#### Task requirements:
Could you output all of the records below exactly as they appear?

Data entries
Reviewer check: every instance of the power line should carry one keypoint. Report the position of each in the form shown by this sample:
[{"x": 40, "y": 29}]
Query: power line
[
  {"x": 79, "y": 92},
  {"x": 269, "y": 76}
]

#### Output for this task:
Reviewer check: every instance of the power line should carry one keypoint. Report the position of each in the form shown by this sample:
[{"x": 40, "y": 29}]
Query: power line
[
  {"x": 79, "y": 92},
  {"x": 269, "y": 76}
]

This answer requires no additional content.